## Exercise requirements
For this exercise, the lines from the one with "Where can the distant" through the end of the material below must be output exactly, without pictures.

Source data below:

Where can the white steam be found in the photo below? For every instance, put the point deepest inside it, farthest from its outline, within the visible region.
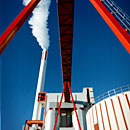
(38, 22)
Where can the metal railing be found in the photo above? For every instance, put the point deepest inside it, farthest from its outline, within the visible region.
(112, 92)
(118, 13)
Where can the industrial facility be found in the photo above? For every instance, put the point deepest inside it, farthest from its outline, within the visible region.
(69, 110)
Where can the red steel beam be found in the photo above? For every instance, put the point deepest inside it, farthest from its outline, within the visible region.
(59, 106)
(74, 105)
(66, 18)
(119, 31)
(16, 24)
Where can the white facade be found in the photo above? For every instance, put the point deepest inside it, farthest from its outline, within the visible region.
(112, 113)
(81, 102)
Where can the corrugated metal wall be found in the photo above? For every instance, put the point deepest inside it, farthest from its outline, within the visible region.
(112, 113)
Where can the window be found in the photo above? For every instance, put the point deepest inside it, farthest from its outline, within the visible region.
(66, 118)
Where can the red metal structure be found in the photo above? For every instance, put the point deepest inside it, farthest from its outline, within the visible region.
(16, 24)
(116, 27)
(66, 84)
(66, 16)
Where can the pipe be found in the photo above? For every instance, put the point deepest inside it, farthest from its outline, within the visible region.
(40, 86)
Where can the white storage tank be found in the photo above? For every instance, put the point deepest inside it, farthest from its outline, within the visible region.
(112, 113)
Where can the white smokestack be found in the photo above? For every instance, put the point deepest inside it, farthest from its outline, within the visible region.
(38, 22)
(40, 86)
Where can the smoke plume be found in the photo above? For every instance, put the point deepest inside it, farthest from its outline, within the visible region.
(38, 22)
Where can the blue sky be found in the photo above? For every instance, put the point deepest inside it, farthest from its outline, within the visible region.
(99, 59)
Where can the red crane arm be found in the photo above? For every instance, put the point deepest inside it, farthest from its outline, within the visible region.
(16, 24)
(119, 31)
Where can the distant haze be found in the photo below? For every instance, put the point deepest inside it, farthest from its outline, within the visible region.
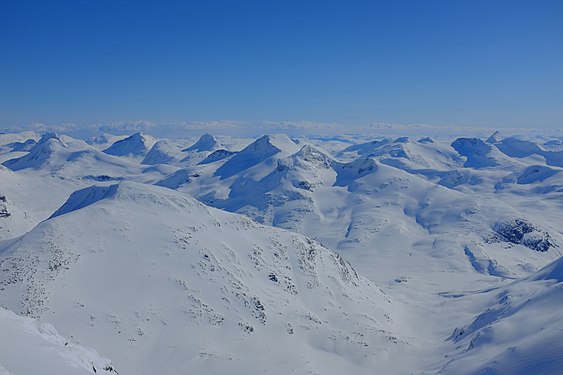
(446, 63)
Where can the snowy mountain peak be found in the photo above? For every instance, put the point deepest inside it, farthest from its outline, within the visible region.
(207, 142)
(39, 154)
(258, 151)
(85, 197)
(160, 153)
(494, 138)
(477, 152)
(135, 145)
(110, 270)
(313, 155)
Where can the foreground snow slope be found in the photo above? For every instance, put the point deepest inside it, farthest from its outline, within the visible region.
(29, 347)
(162, 284)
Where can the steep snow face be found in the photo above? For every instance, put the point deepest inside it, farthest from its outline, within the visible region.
(13, 220)
(518, 148)
(478, 153)
(175, 180)
(413, 156)
(260, 150)
(29, 347)
(494, 138)
(217, 155)
(135, 145)
(206, 142)
(519, 332)
(162, 295)
(23, 146)
(162, 152)
(39, 154)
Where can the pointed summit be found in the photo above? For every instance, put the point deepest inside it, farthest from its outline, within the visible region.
(136, 144)
(206, 142)
(256, 152)
(38, 154)
(494, 138)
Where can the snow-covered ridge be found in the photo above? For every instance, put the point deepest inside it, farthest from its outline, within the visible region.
(30, 347)
(206, 275)
(134, 145)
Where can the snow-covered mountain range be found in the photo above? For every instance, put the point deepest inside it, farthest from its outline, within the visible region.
(278, 255)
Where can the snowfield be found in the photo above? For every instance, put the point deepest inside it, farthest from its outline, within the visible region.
(281, 256)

End of Source data.

## Task answer
Where can the distant haze be found in the photo below? For every instance, put the point deepest inside it, farthest from its outline, within the visible region.
(446, 63)
Where can the snowy mountain peak be found in the photo above? For every instance, put the point deepest inside it, farthest from its outline, within the visible region.
(207, 142)
(39, 154)
(258, 151)
(85, 197)
(160, 153)
(494, 138)
(477, 152)
(135, 145)
(110, 270)
(313, 155)
Where can the foreground snow slope be found in the photo above? For every instance, put the point deepest inside it, farthest from its outline, within the visible region.
(29, 347)
(162, 284)
Where can the steep snow face be found in the photo above? For every instance, put the point deepest inside it, farthest from its outline, within the visible region.
(13, 220)
(518, 148)
(478, 153)
(175, 180)
(413, 156)
(260, 150)
(29, 347)
(494, 138)
(217, 155)
(135, 145)
(206, 142)
(519, 332)
(162, 295)
(23, 146)
(162, 152)
(39, 154)
Where can the pointed summit be found in the photo above? For every instance, put the point deepest inside it, farthest from its outline, within the visible region.
(136, 144)
(206, 142)
(256, 152)
(38, 154)
(494, 138)
Where can the snow-covered ridge be found in the photo above? For every instance, put the point deepest inside it, farthest from its outline, within the visible region.
(30, 347)
(206, 275)
(134, 145)
Where can the snow-covered mountain range be found in the photo above? For every instance, put the point deepest inside it, farthest from its outline, within the visible region.
(278, 255)
Where can the snowfield be found in the photo above? For every instance, put the point deepest inside it, farthest from its outline, within the visible region.
(281, 256)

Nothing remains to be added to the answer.